=== Task statement ===
Show every line in the listing below that contains the word "roof", copying each such line in full.

=== Data to process ===
>> BEGIN
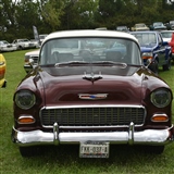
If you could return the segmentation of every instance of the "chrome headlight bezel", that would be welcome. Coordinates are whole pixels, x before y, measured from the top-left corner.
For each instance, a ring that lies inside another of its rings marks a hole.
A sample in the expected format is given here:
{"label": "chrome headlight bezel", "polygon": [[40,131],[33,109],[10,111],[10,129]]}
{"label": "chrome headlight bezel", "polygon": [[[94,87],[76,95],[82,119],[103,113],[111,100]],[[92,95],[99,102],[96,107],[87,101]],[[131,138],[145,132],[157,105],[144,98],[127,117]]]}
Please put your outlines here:
{"label": "chrome headlight bezel", "polygon": [[28,110],[33,108],[36,103],[36,96],[33,91],[23,89],[15,94],[14,102],[16,105],[23,110]]}
{"label": "chrome headlight bezel", "polygon": [[153,53],[152,52],[142,52],[141,57],[152,58]]}
{"label": "chrome headlight bezel", "polygon": [[169,89],[160,88],[151,92],[150,101],[157,108],[165,108],[172,101],[172,94]]}

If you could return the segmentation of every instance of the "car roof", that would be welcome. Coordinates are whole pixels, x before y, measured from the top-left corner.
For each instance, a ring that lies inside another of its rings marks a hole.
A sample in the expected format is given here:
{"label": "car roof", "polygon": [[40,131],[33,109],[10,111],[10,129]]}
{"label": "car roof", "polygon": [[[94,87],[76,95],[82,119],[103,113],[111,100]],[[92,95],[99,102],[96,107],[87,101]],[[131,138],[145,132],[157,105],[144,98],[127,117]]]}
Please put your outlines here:
{"label": "car roof", "polygon": [[152,34],[159,34],[159,30],[136,30],[136,32],[130,32],[130,34],[141,34],[141,33],[152,33]]}
{"label": "car roof", "polygon": [[127,33],[116,30],[97,30],[97,29],[79,29],[79,30],[62,30],[54,32],[47,36],[44,42],[53,38],[66,38],[66,37],[111,37],[111,38],[126,38],[137,42],[137,39]]}
{"label": "car roof", "polygon": [[174,30],[160,30],[160,33],[174,33]]}

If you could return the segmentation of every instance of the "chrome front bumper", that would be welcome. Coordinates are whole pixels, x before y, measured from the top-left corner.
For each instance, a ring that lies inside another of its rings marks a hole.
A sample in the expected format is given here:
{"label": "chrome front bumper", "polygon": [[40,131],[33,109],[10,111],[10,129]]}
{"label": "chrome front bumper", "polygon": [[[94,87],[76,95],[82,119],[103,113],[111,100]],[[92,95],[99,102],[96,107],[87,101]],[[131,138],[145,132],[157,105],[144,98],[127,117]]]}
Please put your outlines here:
{"label": "chrome front bumper", "polygon": [[18,132],[12,129],[12,139],[18,146],[79,144],[85,141],[108,141],[110,144],[139,144],[139,145],[166,145],[174,139],[172,128],[134,130],[132,123],[128,132],[104,133],[59,133],[58,124],[53,126],[53,133],[42,130]]}

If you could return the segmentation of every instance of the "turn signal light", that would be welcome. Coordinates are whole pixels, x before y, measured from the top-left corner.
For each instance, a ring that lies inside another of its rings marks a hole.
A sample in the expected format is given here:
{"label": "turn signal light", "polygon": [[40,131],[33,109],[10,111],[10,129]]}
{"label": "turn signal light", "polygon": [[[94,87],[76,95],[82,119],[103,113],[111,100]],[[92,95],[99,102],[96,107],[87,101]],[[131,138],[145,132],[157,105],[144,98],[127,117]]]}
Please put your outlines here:
{"label": "turn signal light", "polygon": [[151,117],[151,121],[152,122],[167,122],[169,121],[169,117],[166,114],[154,114],[152,117]]}
{"label": "turn signal light", "polygon": [[17,122],[18,124],[33,124],[35,119],[33,116],[20,116]]}

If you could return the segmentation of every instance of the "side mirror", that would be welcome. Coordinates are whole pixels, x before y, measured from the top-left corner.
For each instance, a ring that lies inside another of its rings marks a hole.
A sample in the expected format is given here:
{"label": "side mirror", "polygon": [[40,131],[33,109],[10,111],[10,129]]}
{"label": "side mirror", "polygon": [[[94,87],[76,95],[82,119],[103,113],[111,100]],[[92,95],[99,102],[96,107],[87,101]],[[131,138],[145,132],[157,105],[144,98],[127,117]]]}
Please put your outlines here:
{"label": "side mirror", "polygon": [[167,46],[167,45],[169,45],[167,41],[163,41],[163,42],[162,42],[162,46]]}

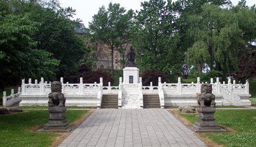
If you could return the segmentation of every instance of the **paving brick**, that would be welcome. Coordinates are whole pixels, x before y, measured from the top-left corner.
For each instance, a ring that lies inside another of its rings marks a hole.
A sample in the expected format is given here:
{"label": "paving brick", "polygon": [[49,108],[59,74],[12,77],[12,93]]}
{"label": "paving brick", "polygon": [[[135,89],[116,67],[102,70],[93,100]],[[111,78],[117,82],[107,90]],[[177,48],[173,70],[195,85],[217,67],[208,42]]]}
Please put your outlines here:
{"label": "paving brick", "polygon": [[100,109],[73,131],[62,146],[204,146],[166,110]]}

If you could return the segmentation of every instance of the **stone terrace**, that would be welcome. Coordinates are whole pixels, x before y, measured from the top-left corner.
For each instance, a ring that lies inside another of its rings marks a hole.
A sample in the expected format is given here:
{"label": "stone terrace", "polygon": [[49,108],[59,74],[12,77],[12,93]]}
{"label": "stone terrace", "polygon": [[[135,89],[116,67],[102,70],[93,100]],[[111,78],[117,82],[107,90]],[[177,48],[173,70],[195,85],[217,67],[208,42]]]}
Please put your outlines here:
{"label": "stone terrace", "polygon": [[99,109],[62,146],[205,146],[167,110]]}

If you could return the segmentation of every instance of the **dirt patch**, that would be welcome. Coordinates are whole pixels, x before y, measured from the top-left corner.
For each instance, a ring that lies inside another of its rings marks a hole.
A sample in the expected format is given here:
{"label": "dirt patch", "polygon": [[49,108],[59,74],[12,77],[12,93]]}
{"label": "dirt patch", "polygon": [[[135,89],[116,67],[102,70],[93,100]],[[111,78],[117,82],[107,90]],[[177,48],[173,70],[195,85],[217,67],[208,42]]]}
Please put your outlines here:
{"label": "dirt patch", "polygon": [[[87,113],[85,114],[84,115],[82,115],[79,119],[77,120],[75,122],[73,122],[72,123],[70,123],[69,125],[72,128],[72,131],[75,130],[79,125],[80,125],[88,117],[89,117],[93,112],[94,110],[89,110]],[[39,125],[33,127],[30,130],[31,132],[36,132],[36,131],[38,129],[42,128],[44,126],[44,124],[43,125]],[[57,135],[57,136],[55,137],[54,141],[52,142],[52,145],[50,146],[51,147],[55,147],[57,146],[60,145],[61,142],[62,142],[72,132],[61,132],[61,133],[54,133],[56,135]],[[48,132],[49,133],[51,133],[51,132]]]}
{"label": "dirt patch", "polygon": [[[192,124],[190,122],[189,122],[186,119],[180,116],[179,115],[179,114],[180,113],[179,110],[168,110],[168,111],[169,111],[169,113],[172,114],[176,118],[177,118],[178,120],[179,120],[183,124],[187,126],[188,127],[188,128],[189,128],[189,129],[190,129],[190,127],[193,125],[193,124]],[[228,127],[226,127],[225,126],[219,126],[228,130],[229,132],[236,132],[234,130],[229,128]],[[212,141],[212,140],[210,140],[210,139],[207,138],[206,136],[205,136],[204,133],[196,133],[196,132],[193,132],[193,134],[195,135],[196,135],[196,136],[197,136],[201,140],[204,141],[206,145],[208,147],[224,147],[225,146],[224,145],[220,145],[217,144],[216,142]]]}
{"label": "dirt patch", "polygon": [[188,126],[192,126],[193,124],[192,124],[189,121],[187,120],[186,119],[181,117],[178,114],[180,113],[179,110],[168,110],[169,113],[174,114],[174,116],[177,119],[180,120],[184,124]]}
{"label": "dirt patch", "polygon": [[218,145],[216,142],[209,140],[208,138],[205,137],[203,133],[197,133],[194,132],[194,135],[197,136],[201,140],[204,141],[206,145],[208,147],[225,147],[225,146],[222,145]]}
{"label": "dirt patch", "polygon": [[[72,131],[74,131],[79,125],[80,125],[88,117],[89,117],[94,110],[90,110],[85,114],[82,115],[79,119],[77,120],[75,122],[70,123],[69,125],[72,127]],[[72,132],[68,133],[55,133],[58,135],[58,136],[54,139],[54,142],[52,142],[51,147],[57,146],[61,143],[64,139]]]}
>> END
=== Task result ===
If you could return the segmentation of every instance of the "car roof", that would be welcome. Coordinates are whole pixels, x before y, measured from the top-left corner.
{"label": "car roof", "polygon": [[40,131],[33,109],[10,111],[10,129]]}
{"label": "car roof", "polygon": [[[94,87],[76,95],[82,119],[103,113],[111,100]],[[92,95],[99,102],[96,107],[87,101]],[[131,138],[145,132],[157,105],[144,98],[127,117]]]}
{"label": "car roof", "polygon": [[152,34],[159,34],[159,30],[136,30],[136,32],[130,32],[130,34],[141,34],[141,33],[152,33]]}
{"label": "car roof", "polygon": [[127,33],[116,30],[97,30],[97,29],[79,29],[79,30],[62,30],[54,32],[47,36],[44,42],[53,38],[66,38],[66,37],[111,37],[111,38],[126,38],[137,42],[137,39]]}
{"label": "car roof", "polygon": [[174,30],[160,30],[160,33],[174,33]]}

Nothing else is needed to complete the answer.